----- Input material

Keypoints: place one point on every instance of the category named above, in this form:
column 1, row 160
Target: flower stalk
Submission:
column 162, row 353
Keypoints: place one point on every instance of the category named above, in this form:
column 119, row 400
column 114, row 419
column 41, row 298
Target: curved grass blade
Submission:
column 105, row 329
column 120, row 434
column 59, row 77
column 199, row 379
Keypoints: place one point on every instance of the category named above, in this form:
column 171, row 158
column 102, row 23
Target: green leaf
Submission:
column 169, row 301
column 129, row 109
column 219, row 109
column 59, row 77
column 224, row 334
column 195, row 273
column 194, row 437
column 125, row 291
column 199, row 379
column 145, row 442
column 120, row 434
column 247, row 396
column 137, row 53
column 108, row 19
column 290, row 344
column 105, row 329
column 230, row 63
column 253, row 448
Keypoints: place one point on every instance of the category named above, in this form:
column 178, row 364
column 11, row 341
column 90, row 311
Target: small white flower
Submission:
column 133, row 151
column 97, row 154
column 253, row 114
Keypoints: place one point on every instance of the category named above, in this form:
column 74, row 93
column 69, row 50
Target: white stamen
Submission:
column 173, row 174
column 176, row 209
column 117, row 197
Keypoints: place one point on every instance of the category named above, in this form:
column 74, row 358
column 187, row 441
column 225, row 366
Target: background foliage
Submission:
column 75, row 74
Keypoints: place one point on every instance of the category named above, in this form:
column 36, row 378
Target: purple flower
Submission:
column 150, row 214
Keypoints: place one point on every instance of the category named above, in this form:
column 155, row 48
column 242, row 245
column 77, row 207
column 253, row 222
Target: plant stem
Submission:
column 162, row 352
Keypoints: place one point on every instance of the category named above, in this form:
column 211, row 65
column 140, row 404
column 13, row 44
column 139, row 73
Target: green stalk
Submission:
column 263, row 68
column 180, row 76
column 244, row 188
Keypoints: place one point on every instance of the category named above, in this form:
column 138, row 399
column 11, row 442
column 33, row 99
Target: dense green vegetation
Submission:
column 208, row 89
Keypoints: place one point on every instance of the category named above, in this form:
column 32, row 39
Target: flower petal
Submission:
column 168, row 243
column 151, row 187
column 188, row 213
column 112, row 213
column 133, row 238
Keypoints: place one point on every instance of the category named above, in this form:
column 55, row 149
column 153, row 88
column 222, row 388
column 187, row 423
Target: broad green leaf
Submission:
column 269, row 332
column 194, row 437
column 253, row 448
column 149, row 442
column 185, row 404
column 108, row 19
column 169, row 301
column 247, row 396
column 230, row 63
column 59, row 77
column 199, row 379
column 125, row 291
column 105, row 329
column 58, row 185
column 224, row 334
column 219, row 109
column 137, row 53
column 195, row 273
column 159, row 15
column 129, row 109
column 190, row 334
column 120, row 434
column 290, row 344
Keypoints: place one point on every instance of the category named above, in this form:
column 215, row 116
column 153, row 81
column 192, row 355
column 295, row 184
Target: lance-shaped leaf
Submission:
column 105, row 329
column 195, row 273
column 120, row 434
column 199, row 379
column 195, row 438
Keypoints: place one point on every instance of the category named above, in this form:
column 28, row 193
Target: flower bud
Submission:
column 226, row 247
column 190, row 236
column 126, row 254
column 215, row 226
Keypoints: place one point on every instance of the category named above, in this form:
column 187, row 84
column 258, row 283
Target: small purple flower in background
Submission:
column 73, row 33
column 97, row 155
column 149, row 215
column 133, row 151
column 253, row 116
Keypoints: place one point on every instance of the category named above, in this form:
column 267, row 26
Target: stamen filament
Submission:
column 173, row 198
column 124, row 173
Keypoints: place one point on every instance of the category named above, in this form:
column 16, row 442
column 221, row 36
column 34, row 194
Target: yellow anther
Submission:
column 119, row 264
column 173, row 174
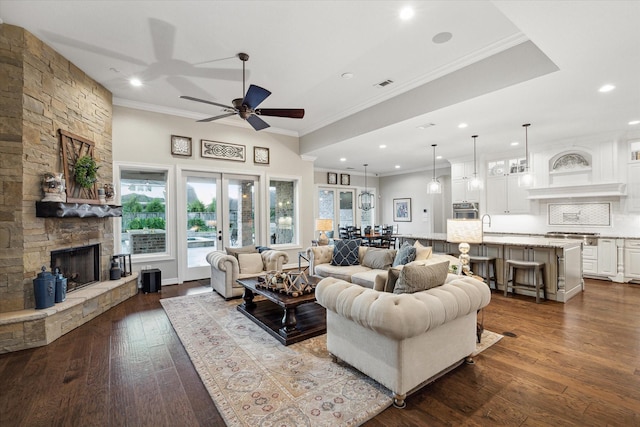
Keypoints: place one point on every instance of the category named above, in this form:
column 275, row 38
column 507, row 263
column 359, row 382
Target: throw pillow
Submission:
column 405, row 255
column 422, row 252
column 345, row 252
column 392, row 278
column 378, row 259
column 243, row 250
column 250, row 263
column 418, row 277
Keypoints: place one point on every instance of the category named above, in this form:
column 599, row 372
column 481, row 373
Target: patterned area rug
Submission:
column 256, row 381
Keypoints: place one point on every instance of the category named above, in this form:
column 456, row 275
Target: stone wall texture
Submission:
column 44, row 93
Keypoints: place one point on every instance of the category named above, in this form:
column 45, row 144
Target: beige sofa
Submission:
column 320, row 265
column 225, row 270
column 403, row 341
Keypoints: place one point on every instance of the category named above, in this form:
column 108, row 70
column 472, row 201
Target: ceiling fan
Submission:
column 246, row 107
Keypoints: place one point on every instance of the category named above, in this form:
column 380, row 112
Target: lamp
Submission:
column 434, row 186
column 526, row 179
column 365, row 199
column 464, row 231
column 323, row 225
column 475, row 183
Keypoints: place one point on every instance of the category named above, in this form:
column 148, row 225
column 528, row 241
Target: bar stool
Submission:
column 512, row 267
column 486, row 262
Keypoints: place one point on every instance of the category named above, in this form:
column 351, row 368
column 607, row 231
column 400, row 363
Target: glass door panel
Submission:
column 241, row 211
column 202, row 195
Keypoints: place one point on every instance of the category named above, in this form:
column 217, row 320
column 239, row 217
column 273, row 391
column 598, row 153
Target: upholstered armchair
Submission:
column 226, row 269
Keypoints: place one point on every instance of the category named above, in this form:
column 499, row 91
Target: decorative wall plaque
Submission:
column 223, row 150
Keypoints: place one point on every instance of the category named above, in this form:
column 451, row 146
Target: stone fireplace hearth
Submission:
column 44, row 93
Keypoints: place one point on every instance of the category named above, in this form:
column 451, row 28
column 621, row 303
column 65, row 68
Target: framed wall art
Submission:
column 223, row 151
column 402, row 210
column 180, row 145
column 332, row 178
column 261, row 155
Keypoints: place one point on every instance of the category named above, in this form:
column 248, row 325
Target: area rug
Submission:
column 256, row 381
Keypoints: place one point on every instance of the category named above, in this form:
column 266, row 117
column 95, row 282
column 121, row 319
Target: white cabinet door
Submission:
column 497, row 195
column 632, row 259
column 633, row 187
column 590, row 259
column 607, row 257
column 504, row 196
column 517, row 201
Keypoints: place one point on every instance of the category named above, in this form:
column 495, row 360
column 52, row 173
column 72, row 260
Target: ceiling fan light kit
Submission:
column 246, row 107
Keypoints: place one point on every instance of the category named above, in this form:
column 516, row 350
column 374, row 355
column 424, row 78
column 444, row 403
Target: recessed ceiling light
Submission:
column 406, row 13
column 442, row 37
column 426, row 125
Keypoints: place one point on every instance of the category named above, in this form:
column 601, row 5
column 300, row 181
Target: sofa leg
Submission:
column 398, row 401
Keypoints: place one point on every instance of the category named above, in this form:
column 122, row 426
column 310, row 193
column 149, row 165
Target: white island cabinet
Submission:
column 632, row 259
column 563, row 260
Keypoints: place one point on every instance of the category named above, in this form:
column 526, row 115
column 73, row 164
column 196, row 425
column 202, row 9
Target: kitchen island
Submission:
column 563, row 259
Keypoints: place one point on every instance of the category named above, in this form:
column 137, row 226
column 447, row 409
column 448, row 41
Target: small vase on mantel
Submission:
column 53, row 186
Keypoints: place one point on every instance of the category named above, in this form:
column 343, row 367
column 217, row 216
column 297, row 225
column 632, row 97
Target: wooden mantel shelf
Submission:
column 81, row 210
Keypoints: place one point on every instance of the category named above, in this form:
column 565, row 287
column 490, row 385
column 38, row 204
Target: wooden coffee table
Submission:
column 288, row 319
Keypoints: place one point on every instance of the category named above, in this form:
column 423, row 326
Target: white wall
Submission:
column 414, row 186
column 144, row 137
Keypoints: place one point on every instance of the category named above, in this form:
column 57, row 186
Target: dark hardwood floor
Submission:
column 567, row 364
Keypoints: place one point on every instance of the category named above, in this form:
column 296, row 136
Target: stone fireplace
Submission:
column 44, row 93
column 81, row 266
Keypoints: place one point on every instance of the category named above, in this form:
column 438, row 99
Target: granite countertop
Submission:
column 513, row 240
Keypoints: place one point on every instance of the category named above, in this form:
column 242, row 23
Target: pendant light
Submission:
column 525, row 179
column 434, row 186
column 475, row 183
column 365, row 199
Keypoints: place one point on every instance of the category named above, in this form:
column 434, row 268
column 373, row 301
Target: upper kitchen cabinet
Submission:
column 633, row 177
column 504, row 196
column 461, row 175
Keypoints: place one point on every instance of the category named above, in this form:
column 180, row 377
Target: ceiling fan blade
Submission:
column 257, row 122
column 191, row 98
column 222, row 116
column 293, row 113
column 255, row 95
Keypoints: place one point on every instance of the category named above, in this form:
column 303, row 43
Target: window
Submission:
column 282, row 212
column 143, row 195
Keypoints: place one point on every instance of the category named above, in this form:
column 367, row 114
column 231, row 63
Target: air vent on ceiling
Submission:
column 384, row 83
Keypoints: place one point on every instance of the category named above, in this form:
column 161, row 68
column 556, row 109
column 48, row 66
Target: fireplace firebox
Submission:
column 81, row 265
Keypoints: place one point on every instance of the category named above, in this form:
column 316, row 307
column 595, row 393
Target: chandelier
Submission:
column 365, row 199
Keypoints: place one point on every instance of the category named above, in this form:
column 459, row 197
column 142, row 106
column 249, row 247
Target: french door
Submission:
column 219, row 210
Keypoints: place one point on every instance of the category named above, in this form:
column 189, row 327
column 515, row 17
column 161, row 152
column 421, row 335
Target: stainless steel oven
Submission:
column 466, row 210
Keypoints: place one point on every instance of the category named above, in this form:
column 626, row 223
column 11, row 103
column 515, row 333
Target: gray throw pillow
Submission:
column 416, row 277
column 243, row 250
column 345, row 252
column 378, row 259
column 405, row 255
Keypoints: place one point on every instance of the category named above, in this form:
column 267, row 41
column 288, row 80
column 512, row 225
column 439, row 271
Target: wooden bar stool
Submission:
column 486, row 262
column 512, row 268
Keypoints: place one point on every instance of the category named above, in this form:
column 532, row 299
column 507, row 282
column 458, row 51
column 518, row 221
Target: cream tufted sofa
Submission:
column 403, row 341
column 225, row 270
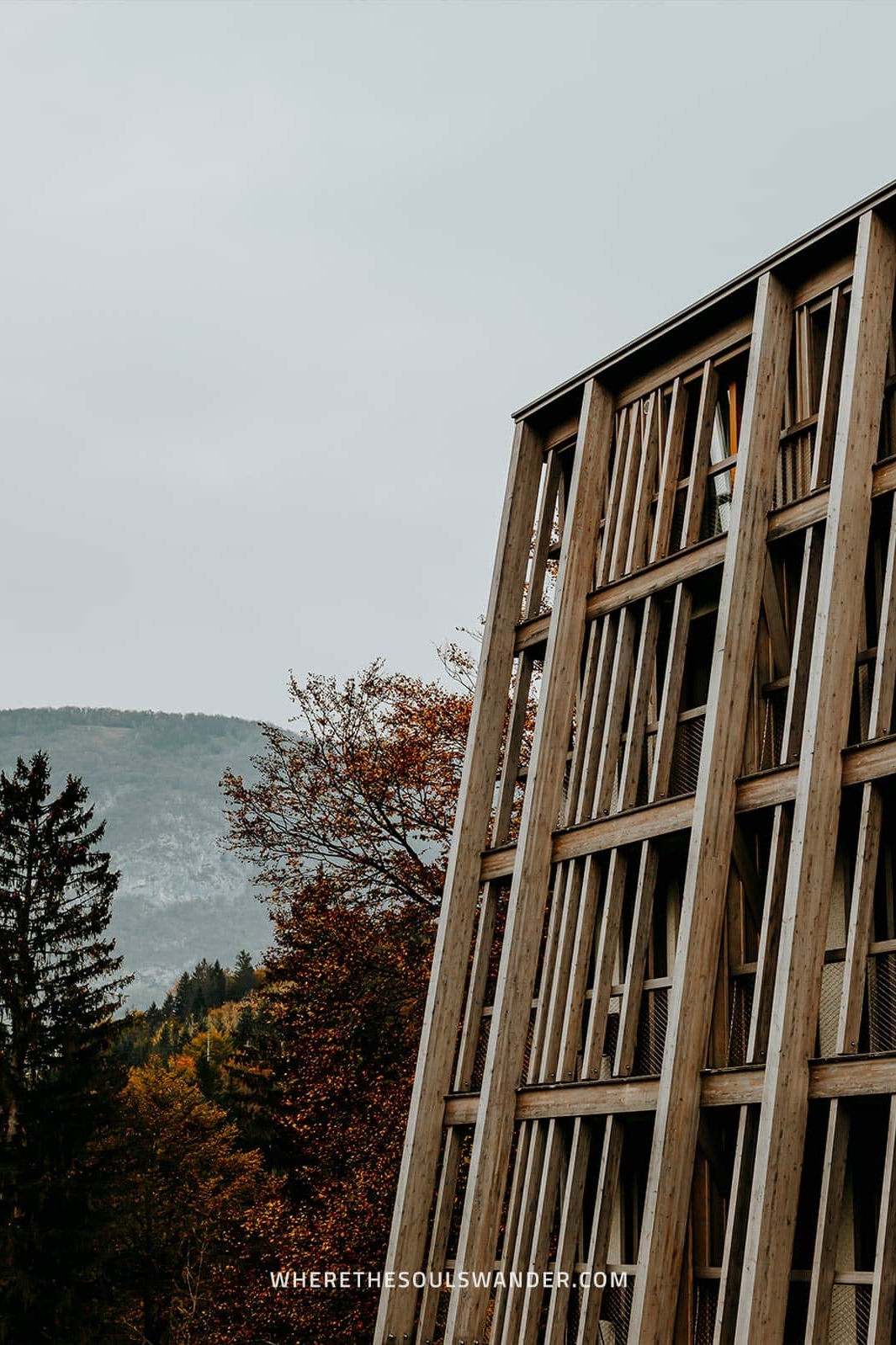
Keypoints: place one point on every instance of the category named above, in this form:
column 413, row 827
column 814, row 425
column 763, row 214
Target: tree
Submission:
column 188, row 1266
column 366, row 789
column 60, row 986
column 348, row 823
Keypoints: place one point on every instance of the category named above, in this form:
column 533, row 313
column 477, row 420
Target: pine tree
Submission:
column 60, row 986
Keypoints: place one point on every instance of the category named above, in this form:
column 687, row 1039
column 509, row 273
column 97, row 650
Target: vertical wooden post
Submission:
column 709, row 857
column 782, row 1126
column 446, row 998
column 532, row 869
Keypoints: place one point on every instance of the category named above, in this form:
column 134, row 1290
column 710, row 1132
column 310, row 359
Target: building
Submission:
column 669, row 933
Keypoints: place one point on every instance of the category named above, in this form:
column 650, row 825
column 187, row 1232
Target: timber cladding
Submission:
column 660, row 1032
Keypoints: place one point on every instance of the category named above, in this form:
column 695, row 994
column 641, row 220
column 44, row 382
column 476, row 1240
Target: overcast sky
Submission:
column 275, row 274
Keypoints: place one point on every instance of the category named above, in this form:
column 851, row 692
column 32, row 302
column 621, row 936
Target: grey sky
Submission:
column 275, row 274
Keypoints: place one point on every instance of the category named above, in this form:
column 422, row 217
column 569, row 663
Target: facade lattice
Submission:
column 660, row 1032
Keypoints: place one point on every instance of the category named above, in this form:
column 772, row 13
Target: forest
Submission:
column 161, row 1167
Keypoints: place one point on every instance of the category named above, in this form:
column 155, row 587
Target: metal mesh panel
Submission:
column 529, row 1040
column 849, row 1315
column 651, row 1032
column 862, row 697
column 689, row 740
column 741, row 1007
column 774, row 715
column 718, row 503
column 829, row 1007
column 794, row 471
column 442, row 1317
column 676, row 540
column 611, row 1036
column 615, row 1313
column 882, row 1001
column 482, row 1050
column 705, row 1304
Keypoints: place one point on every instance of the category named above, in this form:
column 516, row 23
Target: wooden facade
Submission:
column 660, row 1032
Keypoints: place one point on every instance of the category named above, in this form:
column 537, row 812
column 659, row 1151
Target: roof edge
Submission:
column 716, row 296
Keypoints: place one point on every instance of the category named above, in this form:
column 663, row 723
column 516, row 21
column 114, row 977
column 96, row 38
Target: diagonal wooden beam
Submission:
column 779, row 1144
column 671, row 1160
column 529, row 886
column 451, row 955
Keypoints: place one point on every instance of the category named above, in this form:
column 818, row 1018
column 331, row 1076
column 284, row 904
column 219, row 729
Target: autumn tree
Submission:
column 186, row 1259
column 60, row 987
column 348, row 825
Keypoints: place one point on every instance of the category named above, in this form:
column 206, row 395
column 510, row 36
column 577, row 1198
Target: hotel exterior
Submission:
column 658, row 1064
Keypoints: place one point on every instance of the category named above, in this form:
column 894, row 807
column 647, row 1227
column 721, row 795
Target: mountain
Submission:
column 155, row 780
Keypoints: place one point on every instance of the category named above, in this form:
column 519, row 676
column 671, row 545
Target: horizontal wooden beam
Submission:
column 698, row 558
column 864, row 763
column 851, row 1077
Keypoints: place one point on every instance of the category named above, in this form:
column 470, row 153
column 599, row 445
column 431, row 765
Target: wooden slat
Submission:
column 697, row 560
column 782, row 1124
column 880, row 1331
column 541, row 803
column 446, row 997
column 666, row 1201
column 855, row 1077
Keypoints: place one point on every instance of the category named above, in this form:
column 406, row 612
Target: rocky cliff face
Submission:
column 155, row 780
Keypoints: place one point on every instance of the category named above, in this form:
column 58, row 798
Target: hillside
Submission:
column 155, row 780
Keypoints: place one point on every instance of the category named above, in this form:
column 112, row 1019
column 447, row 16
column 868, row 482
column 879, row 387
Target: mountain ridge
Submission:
column 154, row 776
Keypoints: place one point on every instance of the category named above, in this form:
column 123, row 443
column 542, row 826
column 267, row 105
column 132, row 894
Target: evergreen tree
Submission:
column 60, row 986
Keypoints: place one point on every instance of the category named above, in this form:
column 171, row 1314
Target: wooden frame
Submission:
column 687, row 852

----------

◆ Objective ◆
Can you repeat the data word for word, starting with its first line and going on through the line that contains "column 253, row 114", including both of those lines?

◆ The response ◆
Keypoints: place one point on every instance of the category named above, in this form:
column 1, row 160
Target: flower stalk
Submission:
column 162, row 353
Keypoints: place one point on every instance of the category named above, in this form:
column 119, row 400
column 114, row 419
column 41, row 298
Target: curved grass blade
Submission:
column 105, row 329
column 120, row 434
column 59, row 77
column 199, row 379
Keypoints: place one point on every instance of the category named above, in this form:
column 171, row 158
column 102, row 23
Target: green leaf
Submission:
column 169, row 301
column 129, row 109
column 219, row 109
column 59, row 77
column 224, row 334
column 195, row 273
column 194, row 437
column 125, row 291
column 199, row 379
column 145, row 442
column 120, row 434
column 247, row 396
column 137, row 53
column 108, row 19
column 290, row 344
column 105, row 329
column 230, row 63
column 253, row 448
Keypoints: place one point on every instance of the category named above, in this form:
column 178, row 364
column 11, row 341
column 90, row 311
Target: small white flower
Submission:
column 133, row 151
column 97, row 154
column 253, row 114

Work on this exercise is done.